(INPUT begins)

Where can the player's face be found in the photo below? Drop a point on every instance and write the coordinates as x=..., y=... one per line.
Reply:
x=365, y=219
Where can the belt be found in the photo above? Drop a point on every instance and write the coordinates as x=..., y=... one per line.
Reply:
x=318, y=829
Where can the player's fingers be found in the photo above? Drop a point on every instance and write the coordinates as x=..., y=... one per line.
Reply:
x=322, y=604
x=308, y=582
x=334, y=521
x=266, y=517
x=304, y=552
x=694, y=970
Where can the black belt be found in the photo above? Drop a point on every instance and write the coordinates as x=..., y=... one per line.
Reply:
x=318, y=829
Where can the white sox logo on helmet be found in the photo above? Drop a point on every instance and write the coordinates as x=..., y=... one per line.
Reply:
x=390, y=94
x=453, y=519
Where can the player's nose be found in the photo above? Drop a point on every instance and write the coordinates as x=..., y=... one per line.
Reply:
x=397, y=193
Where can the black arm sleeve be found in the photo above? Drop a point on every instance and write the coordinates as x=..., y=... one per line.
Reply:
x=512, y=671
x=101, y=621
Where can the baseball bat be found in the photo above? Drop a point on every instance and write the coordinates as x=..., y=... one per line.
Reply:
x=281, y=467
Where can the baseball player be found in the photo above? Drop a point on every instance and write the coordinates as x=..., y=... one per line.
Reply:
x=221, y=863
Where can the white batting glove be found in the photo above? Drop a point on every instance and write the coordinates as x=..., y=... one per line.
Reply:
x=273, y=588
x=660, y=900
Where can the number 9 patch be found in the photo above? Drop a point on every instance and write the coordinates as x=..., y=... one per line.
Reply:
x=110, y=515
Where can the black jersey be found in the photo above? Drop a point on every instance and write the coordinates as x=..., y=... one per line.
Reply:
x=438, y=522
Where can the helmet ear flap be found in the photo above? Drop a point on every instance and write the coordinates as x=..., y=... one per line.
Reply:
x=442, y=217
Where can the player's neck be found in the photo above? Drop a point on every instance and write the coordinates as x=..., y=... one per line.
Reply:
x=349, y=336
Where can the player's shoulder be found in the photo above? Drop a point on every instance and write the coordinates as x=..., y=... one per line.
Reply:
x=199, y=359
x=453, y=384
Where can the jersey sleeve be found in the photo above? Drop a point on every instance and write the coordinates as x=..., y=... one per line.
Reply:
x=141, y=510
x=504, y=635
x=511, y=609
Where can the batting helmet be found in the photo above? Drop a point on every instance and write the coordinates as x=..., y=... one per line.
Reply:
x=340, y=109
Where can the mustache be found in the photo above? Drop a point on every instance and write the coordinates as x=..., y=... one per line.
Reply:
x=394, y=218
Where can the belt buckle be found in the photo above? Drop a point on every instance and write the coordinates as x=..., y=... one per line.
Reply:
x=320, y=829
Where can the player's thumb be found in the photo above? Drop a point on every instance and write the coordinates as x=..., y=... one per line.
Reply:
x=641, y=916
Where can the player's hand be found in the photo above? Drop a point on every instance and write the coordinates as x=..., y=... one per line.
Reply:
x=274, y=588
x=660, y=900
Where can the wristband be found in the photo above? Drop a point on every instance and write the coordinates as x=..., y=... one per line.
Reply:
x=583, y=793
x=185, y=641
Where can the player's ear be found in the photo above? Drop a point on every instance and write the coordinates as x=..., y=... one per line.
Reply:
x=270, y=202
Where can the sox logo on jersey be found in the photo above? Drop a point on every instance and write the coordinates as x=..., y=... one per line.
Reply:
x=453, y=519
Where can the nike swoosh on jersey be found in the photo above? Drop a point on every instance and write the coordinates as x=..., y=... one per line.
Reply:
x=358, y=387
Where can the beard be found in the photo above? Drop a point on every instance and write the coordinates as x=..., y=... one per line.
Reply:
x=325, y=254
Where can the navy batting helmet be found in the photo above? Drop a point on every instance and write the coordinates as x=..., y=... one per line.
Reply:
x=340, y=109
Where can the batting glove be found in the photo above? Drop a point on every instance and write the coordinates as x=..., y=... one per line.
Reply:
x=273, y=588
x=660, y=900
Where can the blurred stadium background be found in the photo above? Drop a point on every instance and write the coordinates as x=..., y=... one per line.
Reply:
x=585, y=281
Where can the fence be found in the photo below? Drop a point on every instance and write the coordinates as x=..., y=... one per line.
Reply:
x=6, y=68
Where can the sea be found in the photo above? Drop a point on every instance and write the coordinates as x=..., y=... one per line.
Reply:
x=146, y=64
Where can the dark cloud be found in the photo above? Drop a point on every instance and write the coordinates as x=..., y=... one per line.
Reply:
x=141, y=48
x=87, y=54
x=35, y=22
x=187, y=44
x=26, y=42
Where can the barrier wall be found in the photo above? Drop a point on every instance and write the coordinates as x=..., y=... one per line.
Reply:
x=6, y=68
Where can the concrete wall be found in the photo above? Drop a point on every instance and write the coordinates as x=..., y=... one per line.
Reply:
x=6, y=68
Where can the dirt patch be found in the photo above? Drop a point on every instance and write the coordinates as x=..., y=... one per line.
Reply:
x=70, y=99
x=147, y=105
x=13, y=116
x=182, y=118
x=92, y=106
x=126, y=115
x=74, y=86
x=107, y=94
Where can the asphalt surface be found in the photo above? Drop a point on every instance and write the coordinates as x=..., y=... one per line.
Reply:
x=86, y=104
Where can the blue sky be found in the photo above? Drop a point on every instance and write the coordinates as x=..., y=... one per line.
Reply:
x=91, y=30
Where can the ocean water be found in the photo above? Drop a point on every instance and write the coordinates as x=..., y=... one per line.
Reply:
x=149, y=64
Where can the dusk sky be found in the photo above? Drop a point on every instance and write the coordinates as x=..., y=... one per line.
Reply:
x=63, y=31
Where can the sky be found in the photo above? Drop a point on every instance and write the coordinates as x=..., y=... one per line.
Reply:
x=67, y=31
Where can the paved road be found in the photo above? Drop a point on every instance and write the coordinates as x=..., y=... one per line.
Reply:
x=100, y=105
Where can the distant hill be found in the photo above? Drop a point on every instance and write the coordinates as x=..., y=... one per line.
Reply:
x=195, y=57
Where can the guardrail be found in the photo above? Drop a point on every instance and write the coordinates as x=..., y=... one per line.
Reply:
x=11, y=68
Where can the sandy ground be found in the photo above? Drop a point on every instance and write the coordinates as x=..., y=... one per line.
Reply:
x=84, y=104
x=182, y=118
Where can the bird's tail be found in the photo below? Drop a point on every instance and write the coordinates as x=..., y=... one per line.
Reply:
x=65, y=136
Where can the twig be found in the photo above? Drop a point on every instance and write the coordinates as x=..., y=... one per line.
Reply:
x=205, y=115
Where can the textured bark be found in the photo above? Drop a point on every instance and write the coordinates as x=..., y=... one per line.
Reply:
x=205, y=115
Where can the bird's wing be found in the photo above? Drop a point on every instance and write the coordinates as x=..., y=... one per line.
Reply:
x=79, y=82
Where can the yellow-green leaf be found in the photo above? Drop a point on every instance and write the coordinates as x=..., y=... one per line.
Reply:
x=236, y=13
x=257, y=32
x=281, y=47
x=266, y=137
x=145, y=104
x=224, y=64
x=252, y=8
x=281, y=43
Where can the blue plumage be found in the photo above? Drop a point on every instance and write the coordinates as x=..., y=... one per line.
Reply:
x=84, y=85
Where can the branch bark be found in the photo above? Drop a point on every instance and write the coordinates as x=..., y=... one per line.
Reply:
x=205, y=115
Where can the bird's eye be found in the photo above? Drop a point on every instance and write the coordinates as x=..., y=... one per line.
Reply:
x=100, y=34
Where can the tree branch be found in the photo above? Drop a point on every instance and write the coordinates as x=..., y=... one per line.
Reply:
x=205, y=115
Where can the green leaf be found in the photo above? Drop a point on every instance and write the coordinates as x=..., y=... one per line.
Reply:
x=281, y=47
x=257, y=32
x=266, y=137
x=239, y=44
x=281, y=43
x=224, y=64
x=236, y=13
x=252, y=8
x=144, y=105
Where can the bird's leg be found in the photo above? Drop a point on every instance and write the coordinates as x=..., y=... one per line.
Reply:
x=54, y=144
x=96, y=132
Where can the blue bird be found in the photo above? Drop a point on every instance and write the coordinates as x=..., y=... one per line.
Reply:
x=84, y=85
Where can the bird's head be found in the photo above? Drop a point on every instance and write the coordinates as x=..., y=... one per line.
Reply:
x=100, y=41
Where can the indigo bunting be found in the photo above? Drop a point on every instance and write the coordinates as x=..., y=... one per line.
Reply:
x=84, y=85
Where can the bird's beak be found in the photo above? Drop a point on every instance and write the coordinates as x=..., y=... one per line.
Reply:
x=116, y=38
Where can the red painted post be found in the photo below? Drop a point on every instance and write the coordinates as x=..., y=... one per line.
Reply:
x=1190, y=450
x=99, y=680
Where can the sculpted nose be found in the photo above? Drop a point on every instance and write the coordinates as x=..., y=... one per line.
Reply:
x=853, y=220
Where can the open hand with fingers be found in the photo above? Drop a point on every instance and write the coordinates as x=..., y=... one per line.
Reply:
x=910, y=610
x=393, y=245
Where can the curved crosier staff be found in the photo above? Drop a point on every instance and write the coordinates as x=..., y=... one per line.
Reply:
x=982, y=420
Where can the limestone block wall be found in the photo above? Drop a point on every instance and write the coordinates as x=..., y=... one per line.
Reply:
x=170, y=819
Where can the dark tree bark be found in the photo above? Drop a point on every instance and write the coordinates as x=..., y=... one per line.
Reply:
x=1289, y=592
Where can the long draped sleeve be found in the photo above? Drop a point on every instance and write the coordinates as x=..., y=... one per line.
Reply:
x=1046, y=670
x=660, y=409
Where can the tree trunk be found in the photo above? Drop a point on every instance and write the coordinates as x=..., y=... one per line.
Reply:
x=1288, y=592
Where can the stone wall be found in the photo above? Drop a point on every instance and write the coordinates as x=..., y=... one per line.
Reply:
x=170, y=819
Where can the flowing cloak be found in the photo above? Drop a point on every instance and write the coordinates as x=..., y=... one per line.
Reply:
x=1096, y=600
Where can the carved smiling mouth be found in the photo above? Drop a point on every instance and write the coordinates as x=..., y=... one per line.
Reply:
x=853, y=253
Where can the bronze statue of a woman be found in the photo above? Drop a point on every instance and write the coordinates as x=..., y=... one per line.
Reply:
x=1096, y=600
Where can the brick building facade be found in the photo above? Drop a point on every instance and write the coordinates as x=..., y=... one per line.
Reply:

(INPUT ends)

#### EXERCISE GOAL
Above are the records; copy every line in them that holds the word "logo".

#### ANSWER SPACE
Where can the white sox logo on helmet be found in the photo above? Drop a point on every instance and write the coordinates as x=..., y=... one per line.
Where can the sox logo on jersey be found in the photo above? Drop a point on every instance and write the coordinates as x=..., y=... one per line.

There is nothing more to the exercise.